Problem description:
Copy out each line of the data that contains "below".

Data excerpts:
────────────────────────────────────────

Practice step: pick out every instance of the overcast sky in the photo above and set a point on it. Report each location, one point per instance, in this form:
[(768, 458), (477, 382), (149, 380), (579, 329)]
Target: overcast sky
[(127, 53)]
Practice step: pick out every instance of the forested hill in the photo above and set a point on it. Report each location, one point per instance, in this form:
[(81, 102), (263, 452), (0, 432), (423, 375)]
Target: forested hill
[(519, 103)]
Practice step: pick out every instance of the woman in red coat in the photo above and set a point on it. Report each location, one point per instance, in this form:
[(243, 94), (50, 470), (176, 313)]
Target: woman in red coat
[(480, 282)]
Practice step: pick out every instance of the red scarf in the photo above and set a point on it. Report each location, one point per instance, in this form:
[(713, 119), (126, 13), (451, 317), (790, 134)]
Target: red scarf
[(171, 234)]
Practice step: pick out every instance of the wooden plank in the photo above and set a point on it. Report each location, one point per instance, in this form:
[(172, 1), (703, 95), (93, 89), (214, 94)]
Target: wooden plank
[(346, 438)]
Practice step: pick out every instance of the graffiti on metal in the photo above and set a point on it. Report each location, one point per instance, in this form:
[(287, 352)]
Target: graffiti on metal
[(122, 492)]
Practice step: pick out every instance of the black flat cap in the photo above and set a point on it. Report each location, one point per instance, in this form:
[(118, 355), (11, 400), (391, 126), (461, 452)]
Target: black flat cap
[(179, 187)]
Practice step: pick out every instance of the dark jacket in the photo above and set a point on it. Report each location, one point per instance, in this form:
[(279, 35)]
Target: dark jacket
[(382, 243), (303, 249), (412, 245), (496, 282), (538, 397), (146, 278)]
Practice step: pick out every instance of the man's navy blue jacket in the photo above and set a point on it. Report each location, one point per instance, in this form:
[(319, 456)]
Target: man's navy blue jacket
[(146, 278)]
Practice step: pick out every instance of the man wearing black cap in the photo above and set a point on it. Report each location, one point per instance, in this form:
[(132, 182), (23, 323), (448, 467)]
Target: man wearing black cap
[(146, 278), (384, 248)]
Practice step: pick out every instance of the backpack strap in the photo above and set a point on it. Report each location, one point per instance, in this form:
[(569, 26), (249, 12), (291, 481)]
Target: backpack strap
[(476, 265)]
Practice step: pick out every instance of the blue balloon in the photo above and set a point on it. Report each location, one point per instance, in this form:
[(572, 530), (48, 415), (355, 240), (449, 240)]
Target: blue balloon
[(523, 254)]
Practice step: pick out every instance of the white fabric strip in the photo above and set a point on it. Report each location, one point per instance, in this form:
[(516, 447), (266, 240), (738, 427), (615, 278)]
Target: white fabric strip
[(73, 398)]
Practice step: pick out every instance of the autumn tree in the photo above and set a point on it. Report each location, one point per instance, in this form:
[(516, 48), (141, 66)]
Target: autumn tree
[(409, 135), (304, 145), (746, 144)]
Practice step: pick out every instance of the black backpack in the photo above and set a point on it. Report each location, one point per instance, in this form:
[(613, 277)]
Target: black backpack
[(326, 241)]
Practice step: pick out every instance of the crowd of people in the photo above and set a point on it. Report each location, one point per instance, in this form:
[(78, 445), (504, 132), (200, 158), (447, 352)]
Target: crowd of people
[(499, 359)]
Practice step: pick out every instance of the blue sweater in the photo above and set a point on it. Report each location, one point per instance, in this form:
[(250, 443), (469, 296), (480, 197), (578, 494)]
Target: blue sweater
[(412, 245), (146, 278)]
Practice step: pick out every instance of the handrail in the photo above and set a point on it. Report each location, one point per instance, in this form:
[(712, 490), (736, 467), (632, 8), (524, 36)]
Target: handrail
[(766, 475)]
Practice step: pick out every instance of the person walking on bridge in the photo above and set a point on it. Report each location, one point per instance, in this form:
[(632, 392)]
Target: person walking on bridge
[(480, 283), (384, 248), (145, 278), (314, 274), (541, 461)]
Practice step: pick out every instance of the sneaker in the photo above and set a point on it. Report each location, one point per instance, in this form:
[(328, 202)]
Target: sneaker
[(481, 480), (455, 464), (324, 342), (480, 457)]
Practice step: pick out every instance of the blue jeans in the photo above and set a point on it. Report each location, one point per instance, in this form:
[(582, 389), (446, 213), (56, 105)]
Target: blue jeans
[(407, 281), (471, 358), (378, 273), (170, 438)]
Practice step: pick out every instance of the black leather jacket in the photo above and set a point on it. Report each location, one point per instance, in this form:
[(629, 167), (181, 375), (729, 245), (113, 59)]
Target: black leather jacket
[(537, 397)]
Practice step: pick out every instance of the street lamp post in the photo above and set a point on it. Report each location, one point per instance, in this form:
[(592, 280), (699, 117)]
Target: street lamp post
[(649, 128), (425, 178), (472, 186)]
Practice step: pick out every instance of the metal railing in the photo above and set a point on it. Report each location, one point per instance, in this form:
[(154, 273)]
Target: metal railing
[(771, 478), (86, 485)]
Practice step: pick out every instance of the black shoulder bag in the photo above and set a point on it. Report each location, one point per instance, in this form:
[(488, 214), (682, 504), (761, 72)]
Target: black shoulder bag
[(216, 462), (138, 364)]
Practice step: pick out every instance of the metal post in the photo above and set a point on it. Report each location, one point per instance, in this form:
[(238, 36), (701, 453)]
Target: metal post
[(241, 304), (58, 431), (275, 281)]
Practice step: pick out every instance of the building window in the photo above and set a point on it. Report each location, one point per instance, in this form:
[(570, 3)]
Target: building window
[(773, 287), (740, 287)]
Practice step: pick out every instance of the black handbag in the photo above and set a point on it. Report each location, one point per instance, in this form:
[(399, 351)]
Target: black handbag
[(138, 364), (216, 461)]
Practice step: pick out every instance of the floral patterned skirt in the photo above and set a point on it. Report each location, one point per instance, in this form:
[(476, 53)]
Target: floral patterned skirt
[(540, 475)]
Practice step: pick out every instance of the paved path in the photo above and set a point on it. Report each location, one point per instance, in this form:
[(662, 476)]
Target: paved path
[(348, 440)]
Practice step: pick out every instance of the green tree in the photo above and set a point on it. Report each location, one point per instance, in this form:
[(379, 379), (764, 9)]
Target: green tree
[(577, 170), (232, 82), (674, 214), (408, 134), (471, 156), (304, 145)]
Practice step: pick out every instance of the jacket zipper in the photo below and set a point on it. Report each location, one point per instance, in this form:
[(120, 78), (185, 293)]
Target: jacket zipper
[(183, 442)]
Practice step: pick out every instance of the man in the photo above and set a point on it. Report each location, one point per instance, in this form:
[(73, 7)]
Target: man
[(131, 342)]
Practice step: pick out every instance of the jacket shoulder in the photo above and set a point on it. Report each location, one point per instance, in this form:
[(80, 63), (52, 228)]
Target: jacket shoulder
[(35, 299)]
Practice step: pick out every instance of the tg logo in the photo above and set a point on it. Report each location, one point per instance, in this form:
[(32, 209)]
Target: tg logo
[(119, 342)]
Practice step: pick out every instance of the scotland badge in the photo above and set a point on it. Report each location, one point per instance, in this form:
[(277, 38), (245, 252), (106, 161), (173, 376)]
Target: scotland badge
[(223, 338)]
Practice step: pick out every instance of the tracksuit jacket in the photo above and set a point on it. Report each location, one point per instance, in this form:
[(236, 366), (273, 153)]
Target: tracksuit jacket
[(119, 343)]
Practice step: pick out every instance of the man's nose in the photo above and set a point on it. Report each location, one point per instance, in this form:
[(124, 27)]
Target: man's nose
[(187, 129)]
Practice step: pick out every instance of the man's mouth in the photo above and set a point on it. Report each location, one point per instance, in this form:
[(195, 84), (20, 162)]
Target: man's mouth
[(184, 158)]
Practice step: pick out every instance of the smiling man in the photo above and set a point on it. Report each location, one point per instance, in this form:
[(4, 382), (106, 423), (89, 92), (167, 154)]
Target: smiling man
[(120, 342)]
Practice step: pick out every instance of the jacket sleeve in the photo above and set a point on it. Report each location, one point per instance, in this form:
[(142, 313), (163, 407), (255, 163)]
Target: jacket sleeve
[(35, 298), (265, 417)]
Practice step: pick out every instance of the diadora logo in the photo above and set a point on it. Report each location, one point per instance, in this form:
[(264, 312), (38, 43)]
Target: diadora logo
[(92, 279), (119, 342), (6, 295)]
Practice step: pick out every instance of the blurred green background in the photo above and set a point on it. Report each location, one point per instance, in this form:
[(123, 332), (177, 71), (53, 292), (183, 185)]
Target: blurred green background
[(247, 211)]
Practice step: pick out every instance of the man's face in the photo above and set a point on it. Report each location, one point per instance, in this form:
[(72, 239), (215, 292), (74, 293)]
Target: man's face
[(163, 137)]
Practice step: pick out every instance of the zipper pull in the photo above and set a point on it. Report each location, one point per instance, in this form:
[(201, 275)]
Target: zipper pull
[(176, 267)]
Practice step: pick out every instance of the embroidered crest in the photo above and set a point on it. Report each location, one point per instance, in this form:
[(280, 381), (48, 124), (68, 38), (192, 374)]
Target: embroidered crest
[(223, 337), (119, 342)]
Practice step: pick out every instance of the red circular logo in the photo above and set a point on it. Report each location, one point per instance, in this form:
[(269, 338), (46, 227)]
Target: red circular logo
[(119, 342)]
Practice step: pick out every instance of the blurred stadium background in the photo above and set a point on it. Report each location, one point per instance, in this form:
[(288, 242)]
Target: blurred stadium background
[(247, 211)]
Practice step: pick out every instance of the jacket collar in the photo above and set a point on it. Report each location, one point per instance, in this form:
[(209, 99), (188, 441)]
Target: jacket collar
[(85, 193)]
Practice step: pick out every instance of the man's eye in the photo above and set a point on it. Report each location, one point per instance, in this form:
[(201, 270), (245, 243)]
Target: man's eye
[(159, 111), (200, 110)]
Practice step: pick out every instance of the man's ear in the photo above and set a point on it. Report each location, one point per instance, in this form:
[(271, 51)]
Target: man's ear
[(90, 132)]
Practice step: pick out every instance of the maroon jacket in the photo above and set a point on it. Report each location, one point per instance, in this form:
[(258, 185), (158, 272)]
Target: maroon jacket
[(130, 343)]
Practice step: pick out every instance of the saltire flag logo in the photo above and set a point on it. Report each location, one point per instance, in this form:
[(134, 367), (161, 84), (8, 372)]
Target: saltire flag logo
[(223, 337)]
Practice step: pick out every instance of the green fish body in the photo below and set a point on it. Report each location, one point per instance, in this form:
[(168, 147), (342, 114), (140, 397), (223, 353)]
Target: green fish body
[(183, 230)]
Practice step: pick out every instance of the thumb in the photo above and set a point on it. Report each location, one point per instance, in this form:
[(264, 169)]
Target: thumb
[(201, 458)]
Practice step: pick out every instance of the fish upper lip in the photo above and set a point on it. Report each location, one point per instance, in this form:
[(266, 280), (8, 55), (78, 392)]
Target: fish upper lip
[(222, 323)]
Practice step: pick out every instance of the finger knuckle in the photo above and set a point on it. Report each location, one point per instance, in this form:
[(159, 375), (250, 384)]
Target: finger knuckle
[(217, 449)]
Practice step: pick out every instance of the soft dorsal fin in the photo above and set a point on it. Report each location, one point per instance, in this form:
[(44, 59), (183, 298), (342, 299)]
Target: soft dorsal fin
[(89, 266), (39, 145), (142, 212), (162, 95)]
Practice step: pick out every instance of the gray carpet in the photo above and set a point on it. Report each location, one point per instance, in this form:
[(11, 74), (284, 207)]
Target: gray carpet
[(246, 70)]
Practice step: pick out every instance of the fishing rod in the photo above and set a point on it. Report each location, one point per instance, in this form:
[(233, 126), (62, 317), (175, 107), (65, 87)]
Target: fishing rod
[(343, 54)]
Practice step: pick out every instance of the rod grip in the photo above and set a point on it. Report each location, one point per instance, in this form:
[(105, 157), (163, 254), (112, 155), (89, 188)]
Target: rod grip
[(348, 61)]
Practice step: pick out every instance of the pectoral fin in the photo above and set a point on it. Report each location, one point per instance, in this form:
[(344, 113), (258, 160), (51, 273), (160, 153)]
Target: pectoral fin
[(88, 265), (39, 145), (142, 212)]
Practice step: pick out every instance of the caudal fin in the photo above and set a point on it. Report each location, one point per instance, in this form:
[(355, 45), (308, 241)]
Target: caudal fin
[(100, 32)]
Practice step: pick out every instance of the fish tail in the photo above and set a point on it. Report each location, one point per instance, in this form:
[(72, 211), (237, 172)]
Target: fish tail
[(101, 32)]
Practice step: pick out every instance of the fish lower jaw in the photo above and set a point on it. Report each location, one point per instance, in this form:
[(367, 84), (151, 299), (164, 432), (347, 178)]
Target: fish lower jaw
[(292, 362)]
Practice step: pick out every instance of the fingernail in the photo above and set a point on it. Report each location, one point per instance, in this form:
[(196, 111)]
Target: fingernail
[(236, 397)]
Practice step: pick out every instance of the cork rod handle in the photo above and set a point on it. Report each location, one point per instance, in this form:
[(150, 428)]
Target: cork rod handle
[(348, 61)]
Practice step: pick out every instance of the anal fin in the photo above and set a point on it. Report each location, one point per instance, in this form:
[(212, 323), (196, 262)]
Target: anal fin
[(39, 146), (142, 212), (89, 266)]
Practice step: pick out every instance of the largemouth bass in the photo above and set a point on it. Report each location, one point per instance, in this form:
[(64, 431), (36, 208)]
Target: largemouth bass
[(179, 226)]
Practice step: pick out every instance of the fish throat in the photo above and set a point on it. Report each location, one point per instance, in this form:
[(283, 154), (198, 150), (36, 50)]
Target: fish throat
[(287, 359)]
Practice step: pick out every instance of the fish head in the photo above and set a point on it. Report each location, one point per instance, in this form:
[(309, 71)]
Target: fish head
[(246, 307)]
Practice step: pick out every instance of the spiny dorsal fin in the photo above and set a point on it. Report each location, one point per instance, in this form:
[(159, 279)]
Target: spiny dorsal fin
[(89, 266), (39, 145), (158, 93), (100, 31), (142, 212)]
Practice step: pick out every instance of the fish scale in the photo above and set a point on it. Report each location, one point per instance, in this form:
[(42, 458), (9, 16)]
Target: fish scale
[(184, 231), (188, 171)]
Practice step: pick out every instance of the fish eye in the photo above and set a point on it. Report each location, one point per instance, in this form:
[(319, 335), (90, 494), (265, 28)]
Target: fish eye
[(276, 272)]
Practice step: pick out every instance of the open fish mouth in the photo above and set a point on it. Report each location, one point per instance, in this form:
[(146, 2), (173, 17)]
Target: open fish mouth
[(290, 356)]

────────────────────────────────────────

Solution for this task:
Practice step: pick out every instance of the jacket zipper in the photo below and set a point on it. Report each location, one point per instance, in this form:
Practice step: pick out every instance of the green fish body in the photo below and set a point on it. Report each location, one point per instance, in this form:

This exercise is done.